- Digital and Rolling version cover

EP by Onew
- Released: April 11, 2022
- Studios: Doobdoob (Seoul); SM Big Shot (Seoul); SM LVYIN (Seoul); SM Starlight (Seoul); SM Yellow Tail (Seoul);
- Genre: Pop
- Length: 20:59
- Language: Korean
- Labels: SM; Dreamus;
- Producers: Lee Soo-man; Hitchhiker; Cha Cha Malone; Cook Classics; Sam Klempner; Scott Quinn; Lostboy; The 6; Dirty Rice; M. Lee;

Onew chronology
| Voice (2018) | Dice (2022) | Life Goes On (2022) |

Singles from Dice
- "Dice" Released: April 11, 2022;

= Dice (EP) =

Dice is the second extended play by South Korean singer Onew. It was released on April 11, 2022, through SM Entertainment. It consists of six tracks, including the lead single of the same name.

——

REQUIRED WORK =>
1. Write out the stretch of the Dice EP page from "Singles from Dice" through "the same name.".
2. According to the Dice EP page, how many tracks are on Dice?

——

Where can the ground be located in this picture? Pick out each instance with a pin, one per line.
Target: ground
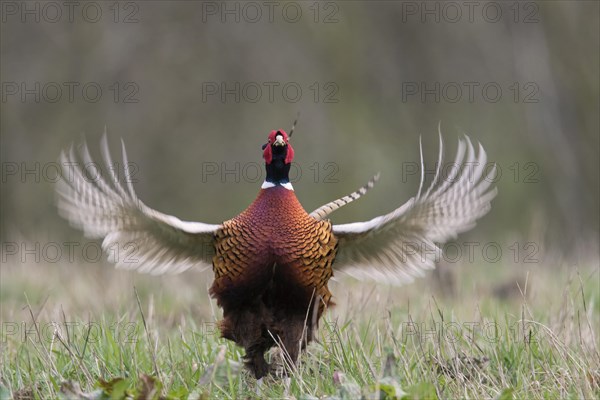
(469, 331)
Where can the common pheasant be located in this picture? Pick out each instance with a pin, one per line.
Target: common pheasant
(272, 262)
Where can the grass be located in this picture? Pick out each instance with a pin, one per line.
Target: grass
(516, 331)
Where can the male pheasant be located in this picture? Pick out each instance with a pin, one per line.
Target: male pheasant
(272, 262)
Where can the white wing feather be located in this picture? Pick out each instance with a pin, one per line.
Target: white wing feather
(399, 246)
(135, 236)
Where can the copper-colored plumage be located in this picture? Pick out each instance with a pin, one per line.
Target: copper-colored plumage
(271, 266)
(272, 262)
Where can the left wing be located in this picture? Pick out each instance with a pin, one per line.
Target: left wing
(399, 246)
(135, 236)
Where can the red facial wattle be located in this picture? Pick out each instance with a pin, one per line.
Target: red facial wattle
(268, 152)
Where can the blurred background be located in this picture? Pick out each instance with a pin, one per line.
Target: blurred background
(194, 88)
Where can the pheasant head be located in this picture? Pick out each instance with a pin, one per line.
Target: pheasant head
(278, 154)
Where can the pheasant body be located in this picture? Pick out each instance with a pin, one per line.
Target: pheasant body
(271, 266)
(272, 262)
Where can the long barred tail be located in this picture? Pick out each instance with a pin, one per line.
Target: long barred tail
(322, 212)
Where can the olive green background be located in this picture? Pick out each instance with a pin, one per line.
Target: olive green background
(354, 62)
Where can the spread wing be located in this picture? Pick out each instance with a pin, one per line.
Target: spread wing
(399, 246)
(322, 212)
(135, 236)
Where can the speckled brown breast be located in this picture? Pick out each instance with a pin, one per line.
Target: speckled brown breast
(275, 251)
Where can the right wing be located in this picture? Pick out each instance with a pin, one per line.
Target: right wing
(396, 247)
(135, 236)
(322, 212)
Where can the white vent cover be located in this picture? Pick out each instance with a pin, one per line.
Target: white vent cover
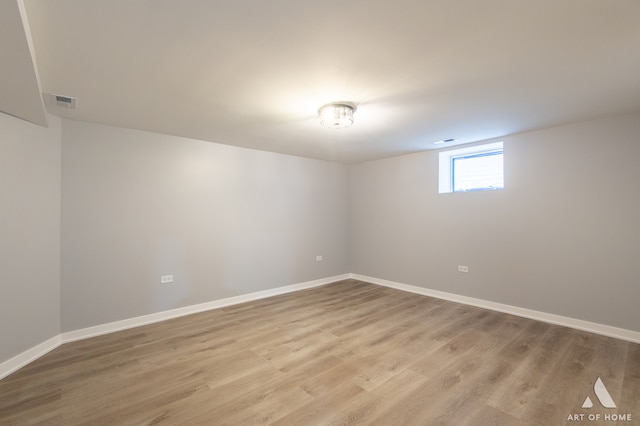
(64, 101)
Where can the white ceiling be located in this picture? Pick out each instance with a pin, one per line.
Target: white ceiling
(253, 73)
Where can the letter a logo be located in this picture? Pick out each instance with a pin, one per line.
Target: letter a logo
(602, 394)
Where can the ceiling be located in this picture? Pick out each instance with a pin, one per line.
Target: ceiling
(253, 73)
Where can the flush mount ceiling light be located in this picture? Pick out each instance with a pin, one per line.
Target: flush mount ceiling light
(336, 116)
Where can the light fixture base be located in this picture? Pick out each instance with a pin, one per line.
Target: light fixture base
(336, 115)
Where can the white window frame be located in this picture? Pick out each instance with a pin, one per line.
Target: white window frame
(445, 178)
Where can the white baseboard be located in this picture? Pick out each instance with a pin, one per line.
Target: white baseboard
(20, 360)
(111, 327)
(28, 356)
(592, 327)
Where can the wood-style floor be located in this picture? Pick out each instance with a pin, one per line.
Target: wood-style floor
(341, 354)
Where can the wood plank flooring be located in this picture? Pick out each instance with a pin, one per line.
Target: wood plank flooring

——

ANSWERS TO THE EXERCISE =>
1.
Singles from Dice
- "Dice" Released: April 11, 2022;

= Dice (EP) =

Dice is the second extended play by South Korean singer Onew. It was released on April 11, 2022, through SM Entertainment. It consists of six tracks, including the lead single of the same name.

2. Six.